* **WHAT YOU HAVE TO DO**
Write out all of the entries exactly as given.

* **RECORDS FOR THIS EXERCISE**
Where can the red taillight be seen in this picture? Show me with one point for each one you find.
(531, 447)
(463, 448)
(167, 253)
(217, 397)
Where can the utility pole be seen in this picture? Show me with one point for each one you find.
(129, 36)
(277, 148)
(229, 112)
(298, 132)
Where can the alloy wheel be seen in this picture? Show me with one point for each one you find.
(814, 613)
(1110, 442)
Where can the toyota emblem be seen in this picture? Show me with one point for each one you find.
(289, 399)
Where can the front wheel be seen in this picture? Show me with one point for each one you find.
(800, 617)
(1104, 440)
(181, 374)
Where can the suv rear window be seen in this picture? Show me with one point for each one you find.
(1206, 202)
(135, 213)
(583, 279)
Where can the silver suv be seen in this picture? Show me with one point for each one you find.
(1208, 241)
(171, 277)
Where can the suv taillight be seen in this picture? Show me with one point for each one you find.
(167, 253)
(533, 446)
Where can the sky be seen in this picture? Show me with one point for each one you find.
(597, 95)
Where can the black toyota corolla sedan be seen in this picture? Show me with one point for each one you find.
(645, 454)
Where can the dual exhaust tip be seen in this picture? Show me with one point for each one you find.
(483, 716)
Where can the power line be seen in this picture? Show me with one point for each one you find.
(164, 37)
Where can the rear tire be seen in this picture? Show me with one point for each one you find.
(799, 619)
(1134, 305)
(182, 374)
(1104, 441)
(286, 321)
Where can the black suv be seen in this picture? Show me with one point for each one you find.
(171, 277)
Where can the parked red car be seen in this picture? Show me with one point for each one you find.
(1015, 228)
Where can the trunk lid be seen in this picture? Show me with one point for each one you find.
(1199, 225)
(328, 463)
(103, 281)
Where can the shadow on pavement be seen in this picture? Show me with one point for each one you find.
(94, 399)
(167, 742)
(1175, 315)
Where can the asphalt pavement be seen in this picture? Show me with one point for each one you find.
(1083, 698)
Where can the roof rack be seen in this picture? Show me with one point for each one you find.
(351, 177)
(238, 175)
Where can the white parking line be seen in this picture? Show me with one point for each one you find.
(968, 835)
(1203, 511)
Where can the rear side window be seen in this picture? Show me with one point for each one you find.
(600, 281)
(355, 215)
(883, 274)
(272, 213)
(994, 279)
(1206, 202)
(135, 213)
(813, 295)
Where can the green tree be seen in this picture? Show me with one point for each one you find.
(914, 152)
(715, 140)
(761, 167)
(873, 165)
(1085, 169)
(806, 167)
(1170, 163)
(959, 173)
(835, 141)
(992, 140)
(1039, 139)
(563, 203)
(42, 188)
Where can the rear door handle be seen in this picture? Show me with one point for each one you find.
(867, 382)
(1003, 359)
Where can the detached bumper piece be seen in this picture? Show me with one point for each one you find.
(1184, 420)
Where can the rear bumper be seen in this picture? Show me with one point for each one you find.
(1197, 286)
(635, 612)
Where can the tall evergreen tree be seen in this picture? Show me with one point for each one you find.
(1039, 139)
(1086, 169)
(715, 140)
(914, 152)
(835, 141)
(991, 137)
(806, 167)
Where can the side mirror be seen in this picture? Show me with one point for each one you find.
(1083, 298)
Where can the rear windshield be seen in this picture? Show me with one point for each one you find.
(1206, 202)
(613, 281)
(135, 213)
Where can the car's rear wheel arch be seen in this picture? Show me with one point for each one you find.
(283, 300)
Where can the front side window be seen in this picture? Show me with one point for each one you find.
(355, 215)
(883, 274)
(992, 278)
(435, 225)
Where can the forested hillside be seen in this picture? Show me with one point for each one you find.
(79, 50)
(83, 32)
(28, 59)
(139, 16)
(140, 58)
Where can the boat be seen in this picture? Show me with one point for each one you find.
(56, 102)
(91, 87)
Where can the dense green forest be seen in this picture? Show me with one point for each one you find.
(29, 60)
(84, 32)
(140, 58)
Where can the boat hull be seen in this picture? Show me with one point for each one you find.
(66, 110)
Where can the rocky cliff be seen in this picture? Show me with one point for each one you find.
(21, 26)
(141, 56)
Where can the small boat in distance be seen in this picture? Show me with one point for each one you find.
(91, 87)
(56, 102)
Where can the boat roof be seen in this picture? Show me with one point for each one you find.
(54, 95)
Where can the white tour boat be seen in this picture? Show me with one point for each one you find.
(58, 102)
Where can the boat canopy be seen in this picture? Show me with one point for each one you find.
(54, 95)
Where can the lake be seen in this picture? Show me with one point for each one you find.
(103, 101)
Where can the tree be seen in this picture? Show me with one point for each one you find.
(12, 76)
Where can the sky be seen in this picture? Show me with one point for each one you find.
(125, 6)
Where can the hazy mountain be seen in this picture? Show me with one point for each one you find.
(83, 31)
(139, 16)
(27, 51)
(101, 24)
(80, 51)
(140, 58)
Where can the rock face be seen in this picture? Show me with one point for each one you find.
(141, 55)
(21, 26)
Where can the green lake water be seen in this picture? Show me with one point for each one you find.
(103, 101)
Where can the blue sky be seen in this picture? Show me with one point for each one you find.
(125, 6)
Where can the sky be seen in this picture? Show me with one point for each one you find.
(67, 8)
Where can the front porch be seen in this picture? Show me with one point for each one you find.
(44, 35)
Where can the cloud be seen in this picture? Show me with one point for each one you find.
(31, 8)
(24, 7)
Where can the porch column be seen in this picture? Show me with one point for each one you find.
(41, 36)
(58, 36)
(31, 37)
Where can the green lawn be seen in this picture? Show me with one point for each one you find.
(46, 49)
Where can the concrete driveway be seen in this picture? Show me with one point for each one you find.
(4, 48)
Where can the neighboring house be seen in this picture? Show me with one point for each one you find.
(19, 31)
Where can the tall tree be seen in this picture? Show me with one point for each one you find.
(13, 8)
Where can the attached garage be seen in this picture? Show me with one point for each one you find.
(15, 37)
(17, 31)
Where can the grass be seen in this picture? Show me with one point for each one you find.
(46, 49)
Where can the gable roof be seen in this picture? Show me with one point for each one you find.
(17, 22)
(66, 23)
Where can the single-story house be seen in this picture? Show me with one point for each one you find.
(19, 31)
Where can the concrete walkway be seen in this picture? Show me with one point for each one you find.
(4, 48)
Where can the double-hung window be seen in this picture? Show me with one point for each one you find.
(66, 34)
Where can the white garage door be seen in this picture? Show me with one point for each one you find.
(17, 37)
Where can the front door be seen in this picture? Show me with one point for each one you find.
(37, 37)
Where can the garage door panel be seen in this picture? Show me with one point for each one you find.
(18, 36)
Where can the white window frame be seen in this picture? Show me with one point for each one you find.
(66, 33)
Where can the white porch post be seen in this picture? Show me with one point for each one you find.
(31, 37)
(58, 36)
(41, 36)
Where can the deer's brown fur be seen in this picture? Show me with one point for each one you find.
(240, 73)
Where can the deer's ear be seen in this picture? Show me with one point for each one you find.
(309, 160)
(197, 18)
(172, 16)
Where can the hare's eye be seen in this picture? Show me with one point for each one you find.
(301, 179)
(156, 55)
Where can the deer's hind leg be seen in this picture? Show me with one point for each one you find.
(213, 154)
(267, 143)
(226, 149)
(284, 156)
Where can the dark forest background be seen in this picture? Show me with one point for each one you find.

* **RESPONSE TO THIS TASK**
Where can the red taillight be seen in this picture? Show me with one point for each one you find.
(531, 447)
(463, 448)
(167, 253)
(217, 397)
Where can the utility pole be seen in this picture? Show me with one point for each one you find.
(129, 36)
(277, 148)
(229, 112)
(298, 132)
Where can the alloy wheel be seen in this picture? Show me with one point for each one you find.
(814, 613)
(1110, 442)
Where can the toyota emblem be seen in this picture? Show me with one point for each one you find.
(289, 399)
Where can the front wheel be seen in this picture? Show me with one point for each one you find.
(800, 617)
(1104, 440)
(181, 374)
Where can the suv rear window be seen in this picture? Show me with one point for each one you find.
(1206, 202)
(135, 213)
(583, 279)
Where can the silver suv be seen in this picture? Show me with one point for each one you find.
(1208, 241)
(171, 277)
Where can the suv taillight be seen in this picture? Show me with one point for each one you find.
(167, 253)
(533, 446)
Where can the sky be seen in this picture? Show me with one point for each one you find.
(597, 95)
Where can the black toyota corolla sedan be seen in this picture? Show me with one point for each one you find.
(645, 454)
Where can the dual exhaust tip be seen in this picture? Show me with one point for each one you find.
(483, 716)
Where can the power line be seen in this picture? Show me with one point for each one you find.
(164, 37)
Where can the rear tire be seen in this picture? Show me with one point for each one you find.
(799, 619)
(1134, 305)
(182, 374)
(1104, 441)
(286, 321)
Where can the black suv be seen in this picture? Show me with one point for each one you find.
(171, 277)
Where can the parked red car be seen in this picture? Show me with one point for each one you find.
(1015, 228)
Where can the trunk lid be seen in this picture? Show me with one point for each one you find.
(1199, 225)
(328, 463)
(103, 281)
Where can the shadow on pavement be seen in this picture? Show me with one point for each one you find.
(94, 399)
(167, 742)
(1175, 315)
Where can the asphalt pavement be seen in this picture? Show me with one point for each one you find.
(1083, 698)
Where can the roof rack be seen in this picture? Show me with one point for each one you find.
(351, 177)
(238, 175)
Where can the white parking line be seen in this picture? Show me with one point for each one you find.
(968, 835)
(1203, 511)
Where can the rear side window be seen in this picture? Show me with one point for each one you find.
(600, 281)
(355, 215)
(883, 274)
(272, 213)
(994, 279)
(1206, 202)
(135, 213)
(813, 295)
Where can the green tree be seen in this picture? Show me with one point for each one you find.
(914, 152)
(715, 140)
(761, 167)
(873, 165)
(1085, 169)
(806, 167)
(1170, 163)
(959, 173)
(835, 141)
(992, 140)
(1039, 139)
(563, 203)
(42, 188)
Where can the rear door handle be seen in this picture? Show me with one point for each one you find.
(867, 382)
(1003, 359)
Where can the detached bumper piece be seen in this picture? Show me with one point for each one you find.
(1184, 420)
Where can the rear bumper be seen in this picture? Show me with one point for each one you find.
(1197, 286)
(635, 612)
Where can the tall evergreen tree be seen in this picture? Show me with one point for each one you find.
(1039, 139)
(1086, 169)
(715, 140)
(914, 152)
(835, 141)
(991, 137)
(806, 167)
Where can the side mirror be seen in this picture? Show me with one point for each one you find.
(1083, 298)
Where can the rear windshield be seen in this picture? Show me with one point for each one you find.
(1206, 202)
(613, 281)
(135, 213)
Where can the car's rear wheel arch be seen in this picture? Show me with one point for each one you find.
(283, 300)
Where can the front side window be seen in this picture? Show me with one point for each one you find.
(355, 215)
(883, 274)
(992, 278)
(435, 225)
Where can the forested hillside be seen in this picture? Show me with one point for each one you find.
(79, 50)
(83, 32)
(28, 59)
(139, 16)
(140, 58)
Where can the boat be seen in this picture? Show me with one point for each one you find.
(56, 102)
(91, 87)
Where can the dense green forest be seen in this picture? Show me with one point for each one you find.
(29, 60)
(84, 32)
(140, 58)
Where can the boat hull be seen in this picture? Show me with one point for each one you find.
(66, 110)
Where can the rocky cliff be seen in this picture? Show me with one point for each one you find.
(21, 26)
(141, 56)
Where can the small boat in distance be seen in this picture? Show me with one point for each one you find.
(91, 87)
(56, 102)
Where can the boat roof be seen in this picture? Show me with one point for each one you find.
(54, 95)
Where can the white tour boat be seen in this picture? Show me with one point for each one you find.
(58, 102)
Where can the boat canopy be seen in this picture? Show me with one point for each one you find.
(54, 95)
Where can the lake be seen in this picture? Show me with one point for each one you find.
(103, 101)
Where can the tree be seen in this picture? Show me with one point for each one you find.
(12, 76)
Where can the sky be seen in this picture? Show me with one point for each one you find.
(125, 6)
Where can the hazy mountain be seen in this picture? Show me with one point for each one you find.
(83, 31)
(139, 16)
(27, 51)
(101, 24)
(80, 51)
(140, 58)
Where can the rock face be seen in this picture? Show me with one point for each one you find.
(141, 55)
(21, 26)
Where can the green lake water be seen in this picture? Show me with one point for each one you find.
(103, 101)
Where can the blue sky be seen in this picture? Show me with one point for each one you find.
(125, 6)
Where can the sky be seen in this picture? Show me with one point for each one you find.
(67, 8)
Where can the front porch be seen in this picture? Show me with one point for each one you find.
(44, 35)
Where can the cloud be seen in this picture? Show me with one point for each one you find.
(31, 8)
(24, 7)
Where can the porch column be seen in this picture? Show me with one point for each one you find.
(41, 36)
(58, 36)
(31, 37)
Where can the green lawn be seen in this picture? Show me with one point for each one you find.
(46, 49)
Where can the concrete driveway be seen in this picture? Show me with one point for each one you find.
(4, 48)
Where can the neighboring house be seen in this picture? Show me with one point for each one you find.
(19, 31)
Where can the tall tree be seen in this picture? Show me with one point for each one you find.
(13, 8)
Where can the attached garage be seen in this picture? Show me with one point for each one you find.
(15, 37)
(17, 31)
Where can the grass be seen in this picture? Show me with one point for each one you find.
(46, 49)
Where can the gable roof be seen in this picture? Show me with one point for each one you find.
(17, 22)
(66, 23)
Where can the single-story house be seen in this picture? Show me with one point for each one you find.
(19, 31)
Where can the concrete walkway be seen in this picture? Show me with one point for each one you find.
(4, 48)
Where can the double-hung window be seen in this picture? Show me with one point for each one you find.
(66, 34)
Where can the white garage door be seen in this picture? Show me with one point for each one you find.
(17, 37)
Where can the front door be seen in this picture? Show me with one point for each one you find.
(37, 37)
Where can the garage door panel be seen in this picture? Show me with one point for each one you find.
(18, 36)
Where can the white window frame be seen in this picture? Show me with one point for each one you find.
(66, 33)
Where can the white porch post be seen in this picture? Show me with one point for each one you find.
(31, 37)
(58, 36)
(41, 36)
Where can the deer's brown fur be seen in this picture? Show me with one point for each one you find.
(240, 73)
Where can the deer's ear be seen in this picture? Show me with one point for each one you find.
(309, 160)
(197, 18)
(172, 16)
Where can the hare's eye be seen in this picture? Show me with one point for each one you find.
(301, 179)
(156, 55)
Where can the deer's hind leg be seen in this picture? Show me with one point for each one you find.
(213, 154)
(267, 143)
(226, 149)
(284, 156)
Where can the dark forest background be seen in this picture? Show me with one point for each one you find.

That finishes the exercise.